- _TASK ITEM_:
Using the entries that follow, establish how many lines contain the word "foot" and give only that figure.
= = =
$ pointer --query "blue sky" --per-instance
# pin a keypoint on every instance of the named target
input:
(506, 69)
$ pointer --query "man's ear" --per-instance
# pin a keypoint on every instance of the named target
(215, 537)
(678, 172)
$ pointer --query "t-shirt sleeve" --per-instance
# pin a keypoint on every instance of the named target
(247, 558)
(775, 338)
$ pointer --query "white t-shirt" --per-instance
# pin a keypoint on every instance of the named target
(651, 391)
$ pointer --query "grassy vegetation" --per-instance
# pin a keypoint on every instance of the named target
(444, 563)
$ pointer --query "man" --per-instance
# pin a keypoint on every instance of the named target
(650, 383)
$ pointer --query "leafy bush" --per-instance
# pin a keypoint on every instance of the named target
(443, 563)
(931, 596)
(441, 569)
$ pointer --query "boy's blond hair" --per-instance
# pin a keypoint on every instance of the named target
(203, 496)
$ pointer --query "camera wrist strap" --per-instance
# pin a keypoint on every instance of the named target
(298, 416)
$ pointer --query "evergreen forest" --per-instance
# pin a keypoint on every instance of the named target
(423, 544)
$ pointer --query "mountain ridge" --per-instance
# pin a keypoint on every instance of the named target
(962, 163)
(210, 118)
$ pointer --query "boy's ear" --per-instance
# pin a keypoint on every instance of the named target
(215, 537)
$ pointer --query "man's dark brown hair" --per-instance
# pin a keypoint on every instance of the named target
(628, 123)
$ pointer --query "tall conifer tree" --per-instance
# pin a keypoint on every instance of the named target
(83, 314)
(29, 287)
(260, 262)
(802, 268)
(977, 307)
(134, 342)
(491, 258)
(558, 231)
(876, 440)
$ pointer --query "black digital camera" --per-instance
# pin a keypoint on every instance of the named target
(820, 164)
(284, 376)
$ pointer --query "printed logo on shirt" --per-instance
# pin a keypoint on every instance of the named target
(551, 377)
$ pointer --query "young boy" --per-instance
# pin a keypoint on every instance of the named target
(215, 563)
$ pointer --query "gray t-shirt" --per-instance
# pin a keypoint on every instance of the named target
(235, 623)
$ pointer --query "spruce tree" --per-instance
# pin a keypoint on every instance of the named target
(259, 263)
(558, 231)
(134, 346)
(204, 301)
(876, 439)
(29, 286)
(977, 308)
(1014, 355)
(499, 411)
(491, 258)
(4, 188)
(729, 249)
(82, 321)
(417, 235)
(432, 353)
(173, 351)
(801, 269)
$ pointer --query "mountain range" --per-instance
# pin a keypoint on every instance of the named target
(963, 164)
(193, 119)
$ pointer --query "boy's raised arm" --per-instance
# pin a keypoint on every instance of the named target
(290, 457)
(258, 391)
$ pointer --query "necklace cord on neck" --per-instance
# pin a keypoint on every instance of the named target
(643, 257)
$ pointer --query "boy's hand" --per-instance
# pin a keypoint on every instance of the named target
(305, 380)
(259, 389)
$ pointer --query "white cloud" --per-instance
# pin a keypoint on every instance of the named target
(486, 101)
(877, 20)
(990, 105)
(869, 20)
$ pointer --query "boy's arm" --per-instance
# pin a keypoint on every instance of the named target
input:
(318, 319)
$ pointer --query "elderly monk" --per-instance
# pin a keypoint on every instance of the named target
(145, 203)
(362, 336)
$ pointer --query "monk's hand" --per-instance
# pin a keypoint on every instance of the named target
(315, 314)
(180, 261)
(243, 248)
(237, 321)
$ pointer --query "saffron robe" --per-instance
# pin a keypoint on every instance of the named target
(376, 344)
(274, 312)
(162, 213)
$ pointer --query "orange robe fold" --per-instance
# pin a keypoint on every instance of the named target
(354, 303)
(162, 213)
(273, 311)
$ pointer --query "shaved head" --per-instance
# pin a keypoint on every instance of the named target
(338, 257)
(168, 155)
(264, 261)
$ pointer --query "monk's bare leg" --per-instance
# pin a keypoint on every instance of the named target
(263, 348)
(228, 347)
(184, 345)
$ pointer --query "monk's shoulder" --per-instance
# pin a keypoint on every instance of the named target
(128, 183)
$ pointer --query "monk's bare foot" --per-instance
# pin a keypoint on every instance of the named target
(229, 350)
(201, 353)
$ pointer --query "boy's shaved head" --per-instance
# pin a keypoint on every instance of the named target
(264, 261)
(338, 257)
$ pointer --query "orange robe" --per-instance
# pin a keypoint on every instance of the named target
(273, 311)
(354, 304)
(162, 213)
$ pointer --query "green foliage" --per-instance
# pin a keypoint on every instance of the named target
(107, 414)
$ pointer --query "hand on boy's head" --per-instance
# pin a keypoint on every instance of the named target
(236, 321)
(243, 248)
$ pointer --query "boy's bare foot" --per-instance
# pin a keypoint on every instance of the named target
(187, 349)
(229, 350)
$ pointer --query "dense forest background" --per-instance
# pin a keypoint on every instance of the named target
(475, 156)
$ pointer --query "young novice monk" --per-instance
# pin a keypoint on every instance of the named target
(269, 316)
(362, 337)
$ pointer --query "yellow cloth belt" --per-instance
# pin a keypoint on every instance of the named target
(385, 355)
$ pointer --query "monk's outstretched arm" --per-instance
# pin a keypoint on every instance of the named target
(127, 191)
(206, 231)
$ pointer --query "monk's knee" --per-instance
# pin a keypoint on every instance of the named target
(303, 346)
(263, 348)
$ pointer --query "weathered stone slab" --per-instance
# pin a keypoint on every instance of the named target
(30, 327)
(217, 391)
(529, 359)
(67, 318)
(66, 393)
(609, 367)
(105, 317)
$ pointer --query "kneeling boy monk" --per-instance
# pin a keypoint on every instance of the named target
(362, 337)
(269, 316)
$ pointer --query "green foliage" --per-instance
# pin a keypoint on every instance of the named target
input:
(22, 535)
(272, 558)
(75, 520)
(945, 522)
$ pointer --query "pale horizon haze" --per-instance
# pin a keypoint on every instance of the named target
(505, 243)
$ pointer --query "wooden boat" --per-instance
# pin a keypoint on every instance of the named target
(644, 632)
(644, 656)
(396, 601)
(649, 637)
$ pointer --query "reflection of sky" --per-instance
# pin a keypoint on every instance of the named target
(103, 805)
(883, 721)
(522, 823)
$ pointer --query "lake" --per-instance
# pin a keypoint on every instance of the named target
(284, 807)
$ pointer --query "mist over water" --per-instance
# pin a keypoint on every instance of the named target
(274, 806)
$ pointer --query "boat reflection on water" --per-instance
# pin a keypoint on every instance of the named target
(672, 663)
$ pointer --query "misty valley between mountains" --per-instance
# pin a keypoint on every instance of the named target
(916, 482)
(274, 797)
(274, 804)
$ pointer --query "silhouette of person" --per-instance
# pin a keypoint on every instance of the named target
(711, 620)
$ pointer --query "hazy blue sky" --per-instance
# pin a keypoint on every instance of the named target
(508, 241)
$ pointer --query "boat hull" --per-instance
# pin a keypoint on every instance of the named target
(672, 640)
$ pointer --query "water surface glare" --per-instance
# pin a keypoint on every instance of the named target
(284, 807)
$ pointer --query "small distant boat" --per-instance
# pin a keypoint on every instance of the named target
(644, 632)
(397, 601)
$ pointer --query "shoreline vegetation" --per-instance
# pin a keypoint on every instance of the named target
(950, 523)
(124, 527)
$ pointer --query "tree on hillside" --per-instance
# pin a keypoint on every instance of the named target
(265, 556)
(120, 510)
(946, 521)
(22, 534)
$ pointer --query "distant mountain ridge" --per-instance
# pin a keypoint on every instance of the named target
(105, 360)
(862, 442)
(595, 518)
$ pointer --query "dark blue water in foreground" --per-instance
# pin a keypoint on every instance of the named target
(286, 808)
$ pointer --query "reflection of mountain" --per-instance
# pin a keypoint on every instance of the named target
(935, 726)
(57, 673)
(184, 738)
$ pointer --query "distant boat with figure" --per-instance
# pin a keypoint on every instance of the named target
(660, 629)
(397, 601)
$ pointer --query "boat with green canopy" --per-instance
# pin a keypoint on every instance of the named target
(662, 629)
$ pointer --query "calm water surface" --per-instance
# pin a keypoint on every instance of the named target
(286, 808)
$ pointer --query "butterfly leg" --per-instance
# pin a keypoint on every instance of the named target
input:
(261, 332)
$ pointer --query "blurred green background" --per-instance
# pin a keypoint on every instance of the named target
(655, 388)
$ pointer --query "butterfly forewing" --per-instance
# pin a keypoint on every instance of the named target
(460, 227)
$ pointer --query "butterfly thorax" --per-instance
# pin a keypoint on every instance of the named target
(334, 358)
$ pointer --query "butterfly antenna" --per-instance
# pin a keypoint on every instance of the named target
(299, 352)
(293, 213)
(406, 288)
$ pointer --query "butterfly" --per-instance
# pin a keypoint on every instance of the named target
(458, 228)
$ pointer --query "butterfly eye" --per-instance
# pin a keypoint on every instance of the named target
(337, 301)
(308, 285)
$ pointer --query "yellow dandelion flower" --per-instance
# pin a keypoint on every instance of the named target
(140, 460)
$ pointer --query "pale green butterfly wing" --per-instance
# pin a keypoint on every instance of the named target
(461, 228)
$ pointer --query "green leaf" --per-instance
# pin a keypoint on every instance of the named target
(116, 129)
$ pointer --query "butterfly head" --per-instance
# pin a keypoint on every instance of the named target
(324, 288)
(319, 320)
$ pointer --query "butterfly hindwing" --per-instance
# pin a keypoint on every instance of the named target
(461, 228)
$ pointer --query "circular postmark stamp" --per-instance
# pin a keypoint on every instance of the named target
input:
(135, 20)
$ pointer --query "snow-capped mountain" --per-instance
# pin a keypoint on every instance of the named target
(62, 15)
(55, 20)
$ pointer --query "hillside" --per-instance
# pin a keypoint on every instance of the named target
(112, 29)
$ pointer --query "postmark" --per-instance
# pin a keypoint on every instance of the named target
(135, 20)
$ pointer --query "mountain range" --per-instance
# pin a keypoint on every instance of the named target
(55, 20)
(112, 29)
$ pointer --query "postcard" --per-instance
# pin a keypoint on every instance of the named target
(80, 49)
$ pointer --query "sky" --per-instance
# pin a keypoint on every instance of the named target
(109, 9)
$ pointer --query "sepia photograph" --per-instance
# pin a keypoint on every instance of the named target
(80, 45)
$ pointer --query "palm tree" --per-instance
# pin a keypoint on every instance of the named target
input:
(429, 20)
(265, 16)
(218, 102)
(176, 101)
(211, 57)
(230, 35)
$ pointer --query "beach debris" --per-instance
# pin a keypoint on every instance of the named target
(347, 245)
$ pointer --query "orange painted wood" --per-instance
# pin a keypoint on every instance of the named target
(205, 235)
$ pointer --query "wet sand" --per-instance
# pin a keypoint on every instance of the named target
= = =
- _OUTPUT FOR THIS EXERCISE_:
2